-- BEGIN DOCUMENT EXTRACT --
Assistant Adjutant-General:

An escaped prisoner from Duffield's reports that from 500 to 800 rebel cavalry and infantry made their appearance there at about 1 this p.m., and captured the place. They have a battery of at least four guns. Mosby is in command. Nothing has been heard of them, except that about 4 p.m. railroad hands came in on hand-car and reported guns in position at Brown's Crossing.

Very respectfully,

C. H. GATCH,

Lieutenant-Colonel, Commanding at Kearneysville.

KEARNEYSVILLE, June 29, 1864.

Major MEYSENBURG,

Assistant Adjutant-General:

The cavalry from Martinsburg has nor arrived yet (11 p.m.). All quiet here up to this time.

C. H. GATCH,

Lieutenant-Colonel, Commanding at Kearneysville.

KEARNEYSVILLE, June 29, 1864-12 p.m.
-- END DOCUMENT EXTRACT --
-- BEGIN PROVIDED DATA --
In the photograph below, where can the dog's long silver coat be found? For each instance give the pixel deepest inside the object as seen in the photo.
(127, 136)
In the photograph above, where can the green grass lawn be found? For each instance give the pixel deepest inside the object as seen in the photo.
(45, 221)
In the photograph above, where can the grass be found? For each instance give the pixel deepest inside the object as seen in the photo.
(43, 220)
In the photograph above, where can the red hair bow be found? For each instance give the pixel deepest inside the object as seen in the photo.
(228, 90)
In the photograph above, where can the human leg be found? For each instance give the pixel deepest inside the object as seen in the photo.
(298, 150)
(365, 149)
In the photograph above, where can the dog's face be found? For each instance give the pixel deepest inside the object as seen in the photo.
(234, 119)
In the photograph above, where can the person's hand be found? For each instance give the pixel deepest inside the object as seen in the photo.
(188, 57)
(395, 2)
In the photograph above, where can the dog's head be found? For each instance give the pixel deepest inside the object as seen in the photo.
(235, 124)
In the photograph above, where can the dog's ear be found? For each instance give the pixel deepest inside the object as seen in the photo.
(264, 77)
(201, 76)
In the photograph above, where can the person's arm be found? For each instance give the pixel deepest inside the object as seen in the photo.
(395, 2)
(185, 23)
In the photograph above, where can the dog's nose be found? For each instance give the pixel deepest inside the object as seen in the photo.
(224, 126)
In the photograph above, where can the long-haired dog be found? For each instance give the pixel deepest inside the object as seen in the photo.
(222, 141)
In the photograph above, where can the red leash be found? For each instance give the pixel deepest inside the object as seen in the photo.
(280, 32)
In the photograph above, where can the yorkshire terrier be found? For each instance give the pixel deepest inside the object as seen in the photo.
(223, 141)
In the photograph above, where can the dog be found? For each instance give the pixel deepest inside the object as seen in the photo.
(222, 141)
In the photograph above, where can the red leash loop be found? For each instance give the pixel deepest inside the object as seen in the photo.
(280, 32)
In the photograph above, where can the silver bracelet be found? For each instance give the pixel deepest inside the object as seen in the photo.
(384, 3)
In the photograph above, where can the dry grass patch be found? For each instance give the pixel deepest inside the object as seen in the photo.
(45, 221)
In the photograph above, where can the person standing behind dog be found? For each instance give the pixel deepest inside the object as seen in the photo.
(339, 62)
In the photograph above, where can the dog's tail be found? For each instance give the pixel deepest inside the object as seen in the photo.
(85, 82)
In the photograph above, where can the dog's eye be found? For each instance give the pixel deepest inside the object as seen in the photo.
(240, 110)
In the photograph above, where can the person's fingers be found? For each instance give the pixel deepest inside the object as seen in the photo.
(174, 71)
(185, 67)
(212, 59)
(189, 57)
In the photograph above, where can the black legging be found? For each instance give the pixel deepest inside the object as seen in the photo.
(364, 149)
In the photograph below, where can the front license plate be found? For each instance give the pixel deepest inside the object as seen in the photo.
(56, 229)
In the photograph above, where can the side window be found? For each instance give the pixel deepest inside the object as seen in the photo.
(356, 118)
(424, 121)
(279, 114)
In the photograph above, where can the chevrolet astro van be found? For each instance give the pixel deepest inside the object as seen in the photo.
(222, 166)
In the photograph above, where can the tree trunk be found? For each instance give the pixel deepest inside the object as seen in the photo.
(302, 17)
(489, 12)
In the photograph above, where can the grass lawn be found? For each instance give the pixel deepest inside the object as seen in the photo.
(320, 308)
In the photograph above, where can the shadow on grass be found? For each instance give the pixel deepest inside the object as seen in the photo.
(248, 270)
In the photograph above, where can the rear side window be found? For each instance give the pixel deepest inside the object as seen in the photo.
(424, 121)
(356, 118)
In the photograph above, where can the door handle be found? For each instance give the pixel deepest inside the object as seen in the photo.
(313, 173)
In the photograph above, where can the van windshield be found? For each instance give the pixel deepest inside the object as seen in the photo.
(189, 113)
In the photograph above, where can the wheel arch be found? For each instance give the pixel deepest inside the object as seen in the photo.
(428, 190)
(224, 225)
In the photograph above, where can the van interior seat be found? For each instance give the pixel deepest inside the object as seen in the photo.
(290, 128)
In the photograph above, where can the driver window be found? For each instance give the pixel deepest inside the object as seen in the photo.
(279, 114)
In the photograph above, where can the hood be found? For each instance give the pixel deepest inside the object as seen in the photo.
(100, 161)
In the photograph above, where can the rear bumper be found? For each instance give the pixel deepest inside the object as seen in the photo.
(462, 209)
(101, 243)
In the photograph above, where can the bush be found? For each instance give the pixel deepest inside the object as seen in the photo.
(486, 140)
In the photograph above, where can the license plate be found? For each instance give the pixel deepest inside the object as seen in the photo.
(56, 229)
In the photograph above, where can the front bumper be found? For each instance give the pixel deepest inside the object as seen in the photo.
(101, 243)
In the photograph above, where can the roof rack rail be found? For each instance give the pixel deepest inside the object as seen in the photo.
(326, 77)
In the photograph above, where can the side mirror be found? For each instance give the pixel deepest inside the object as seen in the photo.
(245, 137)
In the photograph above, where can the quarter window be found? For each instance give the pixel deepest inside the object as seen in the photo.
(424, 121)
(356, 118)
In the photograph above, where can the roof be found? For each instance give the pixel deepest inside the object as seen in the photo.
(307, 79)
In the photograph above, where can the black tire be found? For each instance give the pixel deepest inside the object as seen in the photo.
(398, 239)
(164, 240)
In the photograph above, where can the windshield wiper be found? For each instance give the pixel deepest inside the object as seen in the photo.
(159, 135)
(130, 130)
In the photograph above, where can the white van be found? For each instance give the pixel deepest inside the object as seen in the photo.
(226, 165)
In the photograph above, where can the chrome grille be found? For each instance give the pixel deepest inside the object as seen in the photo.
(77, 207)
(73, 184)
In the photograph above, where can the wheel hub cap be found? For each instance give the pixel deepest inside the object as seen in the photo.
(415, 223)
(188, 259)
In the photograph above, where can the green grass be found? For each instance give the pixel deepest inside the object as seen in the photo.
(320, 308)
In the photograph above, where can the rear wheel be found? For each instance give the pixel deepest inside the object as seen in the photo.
-- END PROVIDED DATA --
REQUESTS:
1. In the Kearneysville dispatches, who is in command of the rebel force that captured Duffield's?
2. Carry on the Kearneysville dispatches from the point where they stop.

ANSWERS BELOW:
1. Mosby

2.
Major T. A. MEYSENBURG,

Assistant Adjutant-General:

All quiet here. No movements of enemy to report. My command is on the alert. No cavalry has yet arrived from Martinsburg. The courier by whom I send this is here by accident. Unless cavalry arrives, will have no means of sending other dispatches.

Very respectfully,

C. H. GATCH,

Lieutenant-Colonel, Commanding at Kearneysville

CAMDEN STATION, Baltimore, Md., June 29, 1864.

(Received 1 a.m.)

Honorable E. M. STANTON,

Secretary of War:

On my return at 7 p.m. I found our telegraph line had been broken since 2 p.m.; that our east-bound trains due at Harper's Ferry had not been heard from for some hours and that it was stated that the enemy had appeared in force at Duffield's six miles west of Harper's Ferry. I immediately telegraphed to Colonel Weber for information.* I have received the following replies:

HARPER'S FERRY, June 29, 1864-9.06 p.m.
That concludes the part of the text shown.